-- BEGIN Article --

# Is the Epson Stylus NX 110 or the HP Deskjet 3050 capable of producing quality sublimation prints?



## apebeast (Sep 10, 2014)

Hello,

I am looking to apply sublimation to my heat transfer workflow aside from vinyl cutting. I am wondering if anyone else in the forum had used the Epson Stylus NX 110 or the HP Deskjet 3050 printers for sublimation. If so, are they capable of producing quality sublimation prints?

Also, where should I get inks for the printers? I heard Cobra Ink Systems is a good one for inks as well as Epson is good for sublimation paper.

Can anyone in the forum please confirm this?

Thanks,
apebeast


----------



## mgparrish (Jul 9, 2005)

apebeast said:


> Hello,
> 
> I am looking to apply sublimation to my heat transfer workflow aside from vinyl cutting. I am wondering if anyone else in the forum had used the Epson Stylus NX 110 or the HP Deskjet 3050 printers for sublimation. If so, are they capable of producing quality sublimation prints?
> 
> ...


 The Epsons desktops are all piezo inkjets and capable of sublimation. But you should choose an Epson model were you get ICC profile support. 

HPs and Canon use heat to transport the inks, can't use them.

While Epsons matte presentation paper can work for sublimation, best to get papers from your ink supplier till you know what you are doing.

I use Cobra inks and happy, they don't cover the Epson model you mentioned, but they might do a custom profile for that.


----------



## apebeast (Sep 10, 2014)

-- END Article --
-- BEGIN Source data --

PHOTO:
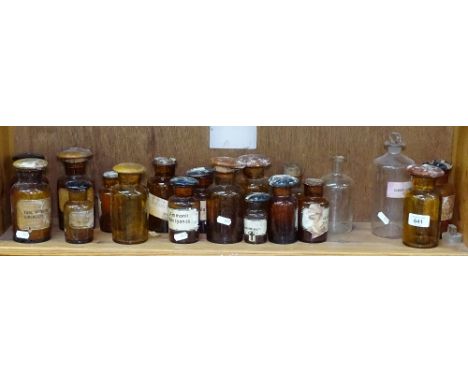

-- END Source data --

• _To be done_:
Reproduce the passage of the sublimation printer thread that begins with the words "Also, where should" and ends after the words "please confirm this?", word for word.

• _Solution_:
Also, where should I get inks for the printers? I heard Cobra Ink Systems is a good one for inks as well as Epson is good for sublimation paper.

Can anyone in the forum please confirm this?